TASK DIRECTIONS:
Could you please retype all of the records exactly, skipping any pictures?

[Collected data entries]
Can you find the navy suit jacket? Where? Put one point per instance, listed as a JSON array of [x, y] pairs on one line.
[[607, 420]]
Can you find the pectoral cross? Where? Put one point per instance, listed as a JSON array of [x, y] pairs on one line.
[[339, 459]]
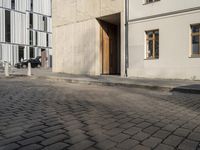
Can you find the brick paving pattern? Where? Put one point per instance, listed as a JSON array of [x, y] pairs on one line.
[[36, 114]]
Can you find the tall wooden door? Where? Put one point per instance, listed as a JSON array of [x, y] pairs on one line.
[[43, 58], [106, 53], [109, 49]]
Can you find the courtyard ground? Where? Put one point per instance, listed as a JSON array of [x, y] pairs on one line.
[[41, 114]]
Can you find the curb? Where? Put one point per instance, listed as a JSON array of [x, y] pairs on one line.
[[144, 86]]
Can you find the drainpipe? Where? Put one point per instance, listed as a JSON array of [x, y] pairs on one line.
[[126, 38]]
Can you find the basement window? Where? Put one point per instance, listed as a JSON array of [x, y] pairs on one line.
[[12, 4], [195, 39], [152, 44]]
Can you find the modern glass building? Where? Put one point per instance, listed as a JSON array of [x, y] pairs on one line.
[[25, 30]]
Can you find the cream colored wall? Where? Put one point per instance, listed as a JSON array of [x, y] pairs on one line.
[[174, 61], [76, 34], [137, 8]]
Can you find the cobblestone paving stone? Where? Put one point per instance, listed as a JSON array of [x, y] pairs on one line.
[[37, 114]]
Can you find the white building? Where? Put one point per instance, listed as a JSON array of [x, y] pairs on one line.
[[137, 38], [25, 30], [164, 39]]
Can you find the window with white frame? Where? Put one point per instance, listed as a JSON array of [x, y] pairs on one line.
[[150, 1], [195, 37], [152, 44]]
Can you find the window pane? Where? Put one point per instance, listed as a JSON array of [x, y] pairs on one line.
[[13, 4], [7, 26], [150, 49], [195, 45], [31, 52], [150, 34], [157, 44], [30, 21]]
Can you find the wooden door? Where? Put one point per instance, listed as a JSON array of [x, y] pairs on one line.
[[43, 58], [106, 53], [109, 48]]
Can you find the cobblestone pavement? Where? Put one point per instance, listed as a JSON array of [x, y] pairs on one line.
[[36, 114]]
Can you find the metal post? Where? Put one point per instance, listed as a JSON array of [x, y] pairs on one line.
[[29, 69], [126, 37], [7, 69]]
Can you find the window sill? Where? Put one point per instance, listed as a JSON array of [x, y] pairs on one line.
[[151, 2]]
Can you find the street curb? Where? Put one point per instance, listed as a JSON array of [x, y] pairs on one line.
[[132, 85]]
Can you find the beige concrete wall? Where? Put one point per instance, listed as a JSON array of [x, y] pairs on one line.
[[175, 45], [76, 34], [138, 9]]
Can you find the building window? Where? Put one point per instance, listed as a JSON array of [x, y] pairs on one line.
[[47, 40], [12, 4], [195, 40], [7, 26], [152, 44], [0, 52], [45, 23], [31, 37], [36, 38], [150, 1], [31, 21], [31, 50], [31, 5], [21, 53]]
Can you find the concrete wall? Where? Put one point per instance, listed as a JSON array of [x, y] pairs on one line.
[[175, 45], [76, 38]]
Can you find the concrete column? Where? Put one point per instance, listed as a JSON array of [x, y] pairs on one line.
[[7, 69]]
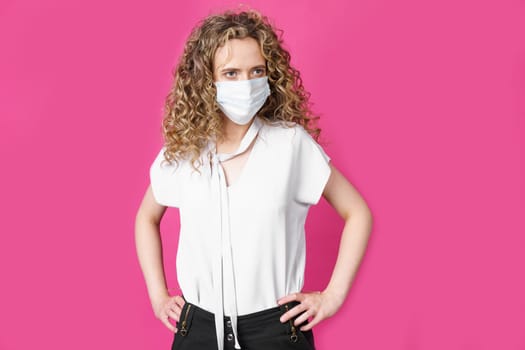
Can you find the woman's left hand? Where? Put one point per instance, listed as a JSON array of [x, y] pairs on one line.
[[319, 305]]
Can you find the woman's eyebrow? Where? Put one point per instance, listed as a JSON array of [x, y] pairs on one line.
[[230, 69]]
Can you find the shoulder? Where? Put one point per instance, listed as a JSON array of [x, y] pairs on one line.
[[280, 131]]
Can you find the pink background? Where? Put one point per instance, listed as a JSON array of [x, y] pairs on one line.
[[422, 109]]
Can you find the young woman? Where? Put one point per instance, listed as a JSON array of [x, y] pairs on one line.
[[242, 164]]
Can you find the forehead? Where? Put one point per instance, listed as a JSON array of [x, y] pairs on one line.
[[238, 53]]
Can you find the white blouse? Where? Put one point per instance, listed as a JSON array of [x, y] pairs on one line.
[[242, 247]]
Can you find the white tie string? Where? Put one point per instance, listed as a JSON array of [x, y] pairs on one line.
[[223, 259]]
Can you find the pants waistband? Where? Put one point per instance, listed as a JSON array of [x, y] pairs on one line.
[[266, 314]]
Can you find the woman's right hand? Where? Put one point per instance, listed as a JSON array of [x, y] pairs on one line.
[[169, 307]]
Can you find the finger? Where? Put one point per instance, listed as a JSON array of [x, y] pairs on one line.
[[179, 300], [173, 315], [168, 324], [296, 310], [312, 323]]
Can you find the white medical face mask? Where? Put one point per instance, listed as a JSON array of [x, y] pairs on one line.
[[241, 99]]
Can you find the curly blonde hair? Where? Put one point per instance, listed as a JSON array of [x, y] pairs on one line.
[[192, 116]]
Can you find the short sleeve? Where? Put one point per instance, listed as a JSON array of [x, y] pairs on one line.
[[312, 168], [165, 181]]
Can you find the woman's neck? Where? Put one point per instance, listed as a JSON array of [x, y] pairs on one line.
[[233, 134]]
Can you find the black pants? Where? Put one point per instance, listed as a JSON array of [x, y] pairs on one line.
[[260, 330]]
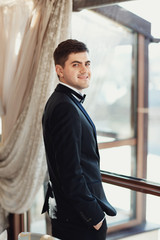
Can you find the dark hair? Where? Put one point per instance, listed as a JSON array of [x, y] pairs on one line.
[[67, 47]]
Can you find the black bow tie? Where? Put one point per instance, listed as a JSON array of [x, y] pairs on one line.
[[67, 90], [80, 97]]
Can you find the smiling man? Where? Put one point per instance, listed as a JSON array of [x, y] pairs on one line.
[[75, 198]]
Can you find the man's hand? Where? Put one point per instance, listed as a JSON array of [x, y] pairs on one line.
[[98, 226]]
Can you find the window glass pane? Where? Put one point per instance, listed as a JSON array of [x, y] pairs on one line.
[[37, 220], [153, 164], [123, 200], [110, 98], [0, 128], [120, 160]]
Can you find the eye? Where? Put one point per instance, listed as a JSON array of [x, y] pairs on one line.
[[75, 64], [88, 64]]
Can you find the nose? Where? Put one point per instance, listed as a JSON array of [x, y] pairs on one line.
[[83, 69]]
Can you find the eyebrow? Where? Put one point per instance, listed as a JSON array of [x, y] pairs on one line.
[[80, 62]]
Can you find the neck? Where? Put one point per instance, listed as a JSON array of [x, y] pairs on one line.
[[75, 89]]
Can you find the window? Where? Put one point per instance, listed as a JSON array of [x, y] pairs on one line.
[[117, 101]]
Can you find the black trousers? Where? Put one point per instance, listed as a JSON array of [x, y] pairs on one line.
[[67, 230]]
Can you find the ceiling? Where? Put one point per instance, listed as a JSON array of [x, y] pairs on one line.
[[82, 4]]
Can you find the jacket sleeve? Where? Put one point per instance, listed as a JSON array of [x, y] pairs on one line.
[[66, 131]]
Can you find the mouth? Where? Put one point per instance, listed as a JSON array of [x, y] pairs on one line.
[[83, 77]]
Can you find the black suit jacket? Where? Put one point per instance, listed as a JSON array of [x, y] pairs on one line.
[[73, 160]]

OUTPUT OF THE EXERCISE:
Can you find the navy suit jacket? Where? Put one point per instance, listed as a JSON array of [x, y] pairs on one line.
[[607, 420]]
Can you find the pectoral cross? Where? Put one point per instance, listed as a JSON array of [x, y] pairs on one line.
[[339, 459]]
Can you find the brick paving pattern? Where? Put one point per instance, listed as a JSON array of [x, y] pairs on one line.
[[36, 114]]
Can you find the tall wooden door? Where? Put one point per instance, listed as a JSON array of [x, y] pairs on one line.
[[43, 58], [106, 53], [109, 49]]
Can you find the courtyard ground? Where? Put one point per instance, listed as a JSON array of [x, y] pairs on one line.
[[41, 114]]
Can you find the curb? Where? Put one point per instance, listed as a JSON array of [x, y] pairs on one line.
[[144, 86]]
Can you find the drainpipe? Where? Put one point per instance, listed as a JSON array of [x, y] pairs on one line.
[[126, 38]]
Can you find the basement window? Where? Put one point per instance, listed as a JSON array of [x, y] pairs on one line.
[[12, 4], [195, 39], [152, 44]]
Can you find the modern glass building? Where? Put one point per instance, listed as a JSON array of [x, y] pairs on one line.
[[25, 30]]
Can you find the cream colored wall? Where? Put one point per instance, listed as a JSON array of [x, y] pairs on one line.
[[174, 61], [76, 34], [137, 8]]
Can you find the cobblestone paving stone? Where? Put one point per instance, listed as a JSON array of [x, y] pairs on one line.
[[37, 114]]
Can you find the white building? Where? Put one point per instance, listed as a JSON array of [x, y] pairs on one line.
[[137, 38], [25, 30], [164, 39]]
Can you find the window with white frame? Where? Put one point per instance, listed as a JSON array of [x, y] pairs on one line.
[[150, 1], [195, 37], [152, 44]]
Can you find the window pane? Where? Put one point per instance, listed as a JSON array of [x, y] pairs on one line.
[[13, 4], [7, 26], [150, 49], [195, 45], [31, 52], [150, 34], [157, 44], [30, 21]]
Can you find the wooden door? Where? Put one point per instance, listed as a JSON array of [x, y] pairs on one line.
[[43, 58], [106, 53], [109, 48]]
Can you find the cobblestone pavement? Where? Put one point per instance, listed as a JSON array of [x, y] pairs on one line.
[[36, 114]]
Can you find the metal post? Where? Put one point per instance, listed as a JSON array of [x, y] pairs on one line.
[[29, 69], [126, 37], [7, 69]]
Can you find the window sill? Where? Put one point per instance, listed as a JSON array of [x, y] pairs on one line.
[[151, 2]]
Can you find the street curb? Where? Put one point per instance, listed as a JSON array of [x, y] pairs on one line.
[[132, 85]]
Can you find the beige concrete wall? Where? Put one point per instance, listed as a JSON array of [x, y] pairs on one line.
[[175, 45], [76, 34], [138, 9]]
Can you find the building window? Where? Put one point per instance, listed as a JSON array of [x, y] pairs on one line.
[[47, 40], [12, 4], [195, 40], [7, 26], [152, 44], [0, 52], [45, 23], [31, 37], [36, 38], [150, 1], [31, 21], [31, 50], [31, 5], [21, 53]]
Can you find the concrete wall? Where? Put one point per instance, listed as a JSON array of [x, y] pairs on one line.
[[175, 45], [76, 38]]
Can you find the concrete column? Where? Put one point per instance, listed as a JSON array of [x, y] pairs on one line.
[[7, 69]]
Can you find the woman's left hand? Where? Put one point per instance, listed as a JSON array of [x, y] pairs on one line.
[[319, 305]]
Can you find the woman's eyebrow? Where? Put one point per instance, listed as a JSON array of [x, y] pairs on one line.
[[230, 69]]
Can you find the shoulder? Where? Put one point per instance, listed as a JSON array of [x, y] pairs on one line.
[[280, 131]]
Can you find the pink background? Where? Put one point per instance, listed as a JSON array of [x, y] pairs on one line.
[[422, 109]]
Can you find the young woman? Where? Put one point per instance, listed as a JSON array of [x, y] pairs on one line.
[[242, 164]]
Can you find the forehead? Where? Put one point per instance, listed as a JSON array of [x, y] pairs on one line.
[[238, 53]]
Can you find the white blouse? Where? Put one point per instance, listed as a JSON array of [x, y] pairs on one line.
[[242, 247]]
Can you find the white tie string? Where? Put one point per instance, listed as a JSON array of [x, y] pairs on one line.
[[223, 259]]
Can you find the pants waistband? Where? Put one point per instance, listed as a JSON array of [x, y] pairs on one line.
[[266, 314]]
Can you find the woman's right hand? Where? Put one point per instance, listed as a JSON array of [x, y] pairs on one line.
[[169, 307]]
Can you find the finger? Where? Put one point per instance, listed as a JSON array of [x, y] pairs on one line.
[[179, 300], [173, 315], [168, 324], [296, 310], [312, 323]]
Can you find the white medical face mask? Where? Put one point per instance, listed as a JSON array of [x, y] pairs on one line.
[[241, 99]]
Can you find the curly blonde hair? Where? Put one point per instance, listed as a JSON array of [x, y] pairs on one line.
[[192, 116]]
Can you find the short sleeve? Where? Put one point per instance, listed as a JSON array of [x, y] pairs on one line.
[[312, 168], [165, 181]]
Can you find the woman's neck? Where? Put one point per instance, listed as a JSON array of [x, y] pairs on one line.
[[233, 134]]
Can you find the black pants? Where? Put one point per instance, listed as a JSON array of [x, y] pairs on one line.
[[260, 330]]
Can you find the dark hair? Where? Put one point per instance, listed as a JSON array of [x, y] pairs on one line.
[[67, 47]]
Can you find the black bow tie? Where? Put one point per instance, listed as a JSON array of [x, y] pairs on one line.
[[67, 90], [80, 97]]
Can you find the smiling man? Where? Put one point per instance, listed as a JSON array of [x, y] pairs on one line.
[[75, 198]]
Can you find the man's hand? Where? Put one point per instance, listed as a JSON array of [x, y] pairs on one line.
[[98, 226]]
Can you find the window glass pane? Where? Put one point per instance, listed as a JSON array of [x, y] pairs on one line.
[[37, 220], [153, 164], [123, 200], [110, 98], [0, 128], [120, 160]]
Can you find the eye? Where? Put one point per instance, listed as a JSON array of [x, y] pairs on one line.
[[75, 64], [88, 64]]
Can you find the nose? Where? Put one point per instance, listed as a JSON array of [x, y] pairs on one line.
[[83, 69]]
Can you find the eyebrow? Where? Put one point per instance, listed as a JSON array of [x, y] pairs on one line.
[[80, 62]]
Can you find the neck? Where? Put one point per instance, listed as a JSON array of [x, y] pairs on one line.
[[75, 89]]
Can you find the window? Where? Put one point per instance, listed as a JSON array of [x, y] pairs on one line.
[[117, 101]]
Can you find the black trousers? Where? Put one point per instance, listed as a JSON array of [x, y] pairs on one line.
[[67, 230]]
Can you find the ceiling? Where? Put one point per instance, listed as a JSON array of [x, y] pairs on one line.
[[82, 4]]
Can you find the jacket sleeve? Where? Put one point per instance, listed as a JSON array of [x, y] pairs on one line.
[[66, 131]]
Can you find the mouth? Where? Put one point per instance, listed as a JSON array of [x, y] pairs on one line.
[[83, 77]]
Can you find the black suit jacket? Where? Put one point per instance, listed as a JSON array of [x, y] pairs on one line.
[[73, 160]]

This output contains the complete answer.